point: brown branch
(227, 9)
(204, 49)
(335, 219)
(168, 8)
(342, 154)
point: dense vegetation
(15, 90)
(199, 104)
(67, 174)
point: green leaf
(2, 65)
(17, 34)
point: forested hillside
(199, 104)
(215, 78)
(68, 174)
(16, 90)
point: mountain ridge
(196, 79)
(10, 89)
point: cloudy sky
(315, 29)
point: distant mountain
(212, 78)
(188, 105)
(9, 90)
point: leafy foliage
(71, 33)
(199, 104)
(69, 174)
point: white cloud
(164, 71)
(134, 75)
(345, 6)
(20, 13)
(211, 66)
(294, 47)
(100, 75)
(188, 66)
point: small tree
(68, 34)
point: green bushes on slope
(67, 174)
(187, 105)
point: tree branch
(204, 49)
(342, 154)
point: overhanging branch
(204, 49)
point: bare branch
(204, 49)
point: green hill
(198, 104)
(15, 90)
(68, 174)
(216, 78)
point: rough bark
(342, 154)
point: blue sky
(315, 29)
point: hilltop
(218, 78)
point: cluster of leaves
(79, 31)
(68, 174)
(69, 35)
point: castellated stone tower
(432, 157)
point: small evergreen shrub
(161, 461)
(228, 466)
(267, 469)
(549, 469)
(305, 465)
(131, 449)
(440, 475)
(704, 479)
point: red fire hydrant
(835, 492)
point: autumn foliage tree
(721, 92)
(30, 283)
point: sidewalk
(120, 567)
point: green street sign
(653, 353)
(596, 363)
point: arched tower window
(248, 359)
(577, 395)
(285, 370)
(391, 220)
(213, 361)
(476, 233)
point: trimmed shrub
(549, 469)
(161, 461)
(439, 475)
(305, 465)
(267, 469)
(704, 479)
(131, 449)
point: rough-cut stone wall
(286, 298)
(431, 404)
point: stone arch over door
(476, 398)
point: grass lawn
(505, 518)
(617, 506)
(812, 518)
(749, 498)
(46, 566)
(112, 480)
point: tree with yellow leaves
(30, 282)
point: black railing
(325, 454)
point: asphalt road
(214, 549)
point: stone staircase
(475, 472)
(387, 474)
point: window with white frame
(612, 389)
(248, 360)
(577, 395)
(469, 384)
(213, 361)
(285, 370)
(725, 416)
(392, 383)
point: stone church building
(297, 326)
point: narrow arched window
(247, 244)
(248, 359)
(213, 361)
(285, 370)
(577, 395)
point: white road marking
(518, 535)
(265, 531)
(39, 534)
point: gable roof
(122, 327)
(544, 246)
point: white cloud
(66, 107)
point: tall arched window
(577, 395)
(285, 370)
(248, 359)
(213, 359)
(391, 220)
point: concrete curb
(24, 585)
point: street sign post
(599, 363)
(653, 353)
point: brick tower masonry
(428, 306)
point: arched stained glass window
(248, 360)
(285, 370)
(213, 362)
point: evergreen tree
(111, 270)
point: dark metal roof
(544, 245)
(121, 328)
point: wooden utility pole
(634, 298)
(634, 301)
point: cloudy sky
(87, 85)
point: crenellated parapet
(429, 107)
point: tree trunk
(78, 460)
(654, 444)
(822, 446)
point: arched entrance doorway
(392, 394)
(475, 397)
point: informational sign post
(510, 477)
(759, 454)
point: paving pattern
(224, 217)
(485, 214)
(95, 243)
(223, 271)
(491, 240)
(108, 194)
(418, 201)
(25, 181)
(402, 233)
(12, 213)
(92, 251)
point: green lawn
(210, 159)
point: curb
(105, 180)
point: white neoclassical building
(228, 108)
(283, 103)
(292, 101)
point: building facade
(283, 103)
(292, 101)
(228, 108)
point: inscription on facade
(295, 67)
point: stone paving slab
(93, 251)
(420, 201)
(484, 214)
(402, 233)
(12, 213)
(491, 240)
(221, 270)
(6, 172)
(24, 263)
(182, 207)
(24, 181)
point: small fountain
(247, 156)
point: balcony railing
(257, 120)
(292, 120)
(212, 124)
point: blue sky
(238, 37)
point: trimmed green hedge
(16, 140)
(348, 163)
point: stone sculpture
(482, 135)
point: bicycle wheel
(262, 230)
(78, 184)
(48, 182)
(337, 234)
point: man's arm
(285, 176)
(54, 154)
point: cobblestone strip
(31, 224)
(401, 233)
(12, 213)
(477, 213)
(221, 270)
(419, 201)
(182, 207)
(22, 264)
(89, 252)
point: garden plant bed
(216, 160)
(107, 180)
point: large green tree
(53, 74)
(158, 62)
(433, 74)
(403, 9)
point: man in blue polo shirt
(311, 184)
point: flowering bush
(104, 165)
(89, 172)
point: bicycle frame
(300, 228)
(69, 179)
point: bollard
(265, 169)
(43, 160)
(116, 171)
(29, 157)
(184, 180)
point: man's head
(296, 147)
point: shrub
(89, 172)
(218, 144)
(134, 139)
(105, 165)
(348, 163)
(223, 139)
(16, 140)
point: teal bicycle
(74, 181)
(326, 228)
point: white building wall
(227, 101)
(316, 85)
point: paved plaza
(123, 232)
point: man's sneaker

**WRITTEN TASK**
Without omitting anything, output the entries exactly.

**SOLUTION FOR THIS TASK**
point: brown branch
(227, 9)
(204, 49)
(335, 219)
(168, 8)
(342, 154)
point: dense vegetation
(15, 90)
(199, 104)
(67, 174)
point: green leaf
(2, 65)
(17, 34)
point: forested hillside
(199, 104)
(215, 78)
(68, 174)
(16, 90)
point: mountain ridge
(196, 79)
(10, 89)
point: cloudy sky
(315, 29)
point: distant mountain
(212, 78)
(188, 105)
(9, 90)
point: leafy foliage
(71, 33)
(199, 104)
(69, 174)
point: white cloud
(164, 71)
(134, 75)
(345, 6)
(20, 13)
(211, 66)
(294, 47)
(100, 75)
(188, 66)
point: small tree
(68, 34)
point: green bushes on slope
(67, 174)
(187, 105)
point: tree branch
(204, 49)
(342, 154)
point: overhanging branch
(204, 49)
point: bare branch
(204, 49)
point: green hill
(198, 104)
(15, 90)
(68, 174)
(216, 78)
point: rough bark
(342, 154)
point: blue sky
(315, 29)
point: hilltop
(218, 78)
point: cluster of leaves
(79, 31)
(68, 174)
(69, 35)
point: castellated stone tower
(432, 157)
point: small evergreen shrub
(161, 461)
(228, 466)
(267, 469)
(549, 469)
(305, 465)
(131, 449)
(440, 475)
(704, 479)
point: red fire hydrant
(835, 492)
point: autumn foliage tree
(721, 92)
(30, 283)
point: sidewalk
(120, 567)
point: green street sign
(653, 353)
(596, 363)
point: arched tower window
(248, 359)
(577, 395)
(285, 370)
(391, 220)
(213, 361)
(476, 233)
point: trimmed shrub
(549, 469)
(161, 461)
(439, 475)
(305, 465)
(267, 469)
(704, 479)
(131, 449)
point: rough-cut stone wall
(286, 298)
(431, 404)
point: stone arch over door
(476, 398)
point: grass lawn
(505, 518)
(617, 506)
(812, 518)
(749, 498)
(46, 566)
(112, 480)
point: tree with yellow leaves
(30, 282)
point: black railing
(325, 454)
point: asphalt road
(214, 549)
point: stone staircase
(475, 472)
(387, 474)
point: window with white frame
(612, 389)
(248, 360)
(577, 395)
(469, 384)
(213, 361)
(285, 370)
(725, 416)
(392, 383)
point: stone church building
(297, 326)
point: narrow arched window
(247, 244)
(248, 359)
(213, 361)
(285, 370)
(577, 395)
point: white road marking
(518, 535)
(265, 531)
(39, 534)
point: gable roof
(122, 327)
(544, 246)
point: white cloud
(66, 107)
point: tall arched window
(577, 395)
(285, 370)
(248, 359)
(213, 359)
(391, 220)
point: concrete curb
(24, 585)
point: street sign post
(599, 363)
(653, 353)
point: brick tower masonry
(428, 306)
point: arched stained glass window
(248, 360)
(285, 370)
(213, 362)
point: evergreen tree
(111, 270)
point: dark metal roof
(544, 245)
(121, 328)
point: wooden utility pole
(634, 298)
(634, 301)
point: cloudy sky
(87, 85)
point: crenellated parapet
(429, 107)
point: tree trunk
(78, 460)
(654, 444)
(822, 446)
point: arched entrance doorway
(392, 394)
(475, 397)
point: informational sign post
(510, 477)
(759, 454)
point: paving pattern
(224, 217)
(485, 214)
(95, 243)
(223, 271)
(491, 240)
(108, 194)
(418, 201)
(25, 181)
(402, 233)
(12, 213)
(92, 251)
point: green lawn
(210, 159)
point: curb
(105, 180)
point: white neoclassical building
(228, 108)
(283, 103)
(292, 101)
point: building facade
(283, 103)
(292, 101)
(228, 108)
point: inscription on facade
(295, 67)
point: stone paving slab
(93, 251)
(420, 201)
(484, 214)
(402, 233)
(12, 213)
(491, 240)
(221, 270)
(6, 172)
(24, 263)
(182, 207)
(24, 181)
point: small fountain
(247, 156)
point: balcony railing
(257, 120)
(292, 120)
(212, 124)
point: blue sky
(238, 37)
point: trimmed green hedge
(16, 140)
(348, 163)
point: stone sculpture
(482, 135)
point: bicycle wheel
(262, 230)
(78, 184)
(48, 182)
(337, 234)
point: man's arm
(285, 176)
(54, 154)
point: cobblestone strip
(31, 224)
(401, 233)
(12, 213)
(477, 213)
(221, 270)
(419, 201)
(182, 207)
(22, 264)
(89, 252)
point: garden plant bed
(216, 160)
(107, 180)
point: large green tree
(53, 74)
(158, 62)
(433, 74)
(403, 9)
point: man in blue polo shirt
(311, 184)
point: flowering bush
(104, 165)
(89, 172)
point: bicycle frame
(300, 228)
(69, 179)
point: bollard
(265, 169)
(43, 160)
(116, 171)
(29, 157)
(184, 180)
point: man's head
(296, 147)
point: shrub
(89, 172)
(218, 144)
(134, 139)
(105, 165)
(348, 163)
(223, 139)
(16, 140)
point: teal bicycle
(74, 181)
(326, 228)
point: white building wall
(227, 101)
(316, 85)
point: paved plaza
(123, 232)
point: man's sneaker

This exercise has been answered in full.